> [Exercise requirements] Copy the entries out again in full.

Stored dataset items

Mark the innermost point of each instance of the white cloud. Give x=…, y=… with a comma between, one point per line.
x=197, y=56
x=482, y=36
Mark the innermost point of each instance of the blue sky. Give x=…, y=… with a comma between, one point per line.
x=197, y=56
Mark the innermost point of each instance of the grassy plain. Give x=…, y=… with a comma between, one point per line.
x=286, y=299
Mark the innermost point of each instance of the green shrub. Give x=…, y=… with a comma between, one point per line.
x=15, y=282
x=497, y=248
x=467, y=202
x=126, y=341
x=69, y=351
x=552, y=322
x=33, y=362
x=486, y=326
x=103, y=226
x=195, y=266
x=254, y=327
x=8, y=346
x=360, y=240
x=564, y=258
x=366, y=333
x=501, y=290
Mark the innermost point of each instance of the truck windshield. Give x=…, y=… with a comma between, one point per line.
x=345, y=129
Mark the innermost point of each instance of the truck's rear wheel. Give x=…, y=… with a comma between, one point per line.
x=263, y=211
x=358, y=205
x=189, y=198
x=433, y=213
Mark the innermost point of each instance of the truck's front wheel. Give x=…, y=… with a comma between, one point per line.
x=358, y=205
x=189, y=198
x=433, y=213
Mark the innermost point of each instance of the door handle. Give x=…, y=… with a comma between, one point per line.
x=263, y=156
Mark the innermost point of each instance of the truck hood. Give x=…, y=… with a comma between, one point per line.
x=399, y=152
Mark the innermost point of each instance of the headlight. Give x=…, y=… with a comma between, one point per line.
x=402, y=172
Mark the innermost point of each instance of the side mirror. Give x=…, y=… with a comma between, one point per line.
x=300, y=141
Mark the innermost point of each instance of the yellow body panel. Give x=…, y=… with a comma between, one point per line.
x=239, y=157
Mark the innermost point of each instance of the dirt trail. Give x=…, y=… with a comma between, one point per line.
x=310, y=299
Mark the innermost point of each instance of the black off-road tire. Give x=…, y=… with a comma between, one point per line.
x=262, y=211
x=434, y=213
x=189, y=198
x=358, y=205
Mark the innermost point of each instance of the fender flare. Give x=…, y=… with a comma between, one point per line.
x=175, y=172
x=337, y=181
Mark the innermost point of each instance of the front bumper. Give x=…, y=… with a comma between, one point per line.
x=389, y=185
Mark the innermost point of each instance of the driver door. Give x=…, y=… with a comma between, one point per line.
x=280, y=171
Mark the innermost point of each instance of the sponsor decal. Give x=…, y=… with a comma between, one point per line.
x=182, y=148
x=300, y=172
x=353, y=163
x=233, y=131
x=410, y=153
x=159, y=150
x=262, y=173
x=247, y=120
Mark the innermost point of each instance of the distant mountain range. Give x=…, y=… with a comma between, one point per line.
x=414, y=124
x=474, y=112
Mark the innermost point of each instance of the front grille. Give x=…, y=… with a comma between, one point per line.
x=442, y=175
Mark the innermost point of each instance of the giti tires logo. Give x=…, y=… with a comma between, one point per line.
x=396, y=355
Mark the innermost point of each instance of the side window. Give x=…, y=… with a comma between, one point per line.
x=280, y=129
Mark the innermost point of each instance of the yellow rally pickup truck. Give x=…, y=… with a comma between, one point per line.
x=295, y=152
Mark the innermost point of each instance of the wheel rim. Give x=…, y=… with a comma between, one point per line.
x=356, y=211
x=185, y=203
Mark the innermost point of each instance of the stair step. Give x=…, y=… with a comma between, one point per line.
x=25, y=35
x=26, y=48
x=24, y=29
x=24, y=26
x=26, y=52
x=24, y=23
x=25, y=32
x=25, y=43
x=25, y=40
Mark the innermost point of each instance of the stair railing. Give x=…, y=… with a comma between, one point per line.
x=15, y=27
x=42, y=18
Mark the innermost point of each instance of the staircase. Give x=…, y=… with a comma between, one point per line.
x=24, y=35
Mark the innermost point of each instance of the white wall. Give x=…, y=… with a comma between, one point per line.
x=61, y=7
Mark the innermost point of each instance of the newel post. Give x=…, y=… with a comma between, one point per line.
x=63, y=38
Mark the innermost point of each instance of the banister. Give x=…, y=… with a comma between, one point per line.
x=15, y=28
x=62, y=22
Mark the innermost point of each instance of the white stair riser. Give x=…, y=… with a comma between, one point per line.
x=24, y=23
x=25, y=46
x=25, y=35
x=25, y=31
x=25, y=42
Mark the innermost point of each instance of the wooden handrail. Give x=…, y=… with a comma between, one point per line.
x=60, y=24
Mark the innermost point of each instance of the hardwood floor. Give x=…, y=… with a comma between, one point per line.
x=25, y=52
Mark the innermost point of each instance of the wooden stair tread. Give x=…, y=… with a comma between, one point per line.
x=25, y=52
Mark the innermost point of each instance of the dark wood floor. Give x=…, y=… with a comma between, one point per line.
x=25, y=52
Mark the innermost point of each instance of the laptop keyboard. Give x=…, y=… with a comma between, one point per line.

> [Your solution]
Mark the innermost point of each instance of the white cloud. Give x=…, y=… with a comma between, one point per line.
x=197, y=56
x=482, y=36
Mark the innermost point of each instance of the blue sky. Give x=…, y=… with a comma between, one point per line.
x=197, y=56
Mark the innermost point of each instance of the grassy plain. Give x=…, y=… with a comma between, one point per line.
x=286, y=299
Mark the innermost point of each instance of the green shrub. Give x=…, y=… with a comma between, one point per line.
x=15, y=282
x=497, y=248
x=467, y=202
x=126, y=341
x=69, y=351
x=552, y=322
x=33, y=362
x=486, y=326
x=103, y=226
x=195, y=266
x=254, y=327
x=8, y=346
x=360, y=240
x=564, y=258
x=366, y=333
x=501, y=290
Mark the innermost point of each instance of the truck windshield. Give x=…, y=… with a comma between, one point per line.
x=345, y=129
Mark the innermost point of each instance of the truck's rear wheel. Give x=…, y=… with a comma between, one point per line.
x=263, y=211
x=358, y=205
x=189, y=198
x=433, y=213
Mark the innermost point of each instance of the truck's front wheel. Give x=…, y=… with a comma between, one point per line.
x=358, y=205
x=189, y=198
x=433, y=213
Mark the innermost point of each instance of the door handle. Give x=…, y=… with a comma between, one point per line.
x=263, y=156
Mark the innermost point of each instance of the truck hood. Give x=…, y=… with a comma between, one point per line.
x=399, y=152
Mark the innermost point of each instance of the headlight. Give x=…, y=… with a comma between, one point per line.
x=402, y=172
Mark the innermost point of each instance of the side mirror. Give x=…, y=… with a comma between, one point per line.
x=300, y=141
Mark the innermost point of each instance of the yellow body panel. Give x=…, y=… with a comma between, one point per line.
x=239, y=157
Mark the innermost point of each instance of the dirt trail. Give x=…, y=… with a comma between, one point per line.
x=310, y=299
Mark the innermost point of each instance of the black off-road tire. Give x=…, y=… with a comma between, one point per line.
x=262, y=211
x=434, y=213
x=189, y=198
x=358, y=205
Mark the innermost point of each instance of the fender flare. Give x=…, y=… with a comma between, one point per line.
x=175, y=172
x=337, y=181
Mark the innermost point of each instance of the front bumper. Give x=…, y=… with a comma between, one point per line.
x=389, y=185
Mark the innermost point of each instance of the driver door. Give x=…, y=… with a comma between, one point per line.
x=280, y=171
Mark the innermost point of each instance of the sponsor decal. Give x=…, y=… with a comma between, one point per line.
x=182, y=148
x=300, y=172
x=353, y=163
x=233, y=131
x=410, y=153
x=159, y=150
x=262, y=173
x=247, y=120
Mark the innermost point of each instance of the distant mountain range. Give x=…, y=… with a comma between, one point per line.
x=414, y=124
x=474, y=112
Mark the innermost point of each instance of the front grille. Give x=…, y=… with a comma between, one point per line.
x=442, y=175
Mark the innermost point of each instance of the giti tires logo. Give x=…, y=… with a comma between, one point per line.
x=396, y=355
Mark the innermost point of each instance of the side window. Give x=…, y=… with a comma between, one point per line.
x=280, y=129
Mark the innermost point of each instance of the yellow rally pickup truck. Give x=…, y=… with a comma between, one point per line.
x=295, y=152
Mark the innermost point of each instance of the wheel rim. Give x=…, y=… with a comma between, one point per line.
x=356, y=211
x=185, y=203
Mark the innermost point of each instance of the stair step. Give x=…, y=… with a comma between, one point per line.
x=25, y=35
x=26, y=48
x=24, y=29
x=24, y=26
x=26, y=52
x=24, y=23
x=25, y=32
x=25, y=43
x=25, y=40
Mark the innermost point of each instance of the stair railing. Give x=…, y=… with a comma between, one point per line.
x=15, y=27
x=42, y=18
Mark the innermost point of each instance of the staircase. Give x=…, y=… with a comma between, one point per line.
x=24, y=35
Mark the innermost point of each instance of the white wall. Give x=…, y=… with a comma between, one point per line.
x=61, y=7
Mark the innermost point of each instance of the newel post. Give x=…, y=… with a comma between, one point per line.
x=63, y=38
Mark the innermost point of each instance of the banister. Give x=…, y=… with a comma between, one point per line.
x=15, y=28
x=62, y=22
Mark the innermost point of each instance of the white stair riser. Give x=…, y=… with a comma between, one point per line.
x=24, y=23
x=25, y=46
x=25, y=35
x=25, y=31
x=25, y=42
Mark the innermost point of each instance of the wooden handrail. Give x=…, y=… with a comma between, one point per line.
x=60, y=24
Mark the innermost point of each instance of the hardwood floor. Give x=…, y=… with a comma between, one point per line.
x=25, y=52
Mark the innermost point of each instance of the wooden stair tread. Give x=…, y=… with a comma between, one point per line.
x=25, y=52
Mark the innermost point of each instance of the dark wood floor. Give x=…, y=… with a comma between, one point per line.
x=25, y=52
Mark the innermost point of each instance of the laptop keyboard. Give x=…, y=… with a comma between, one point per line.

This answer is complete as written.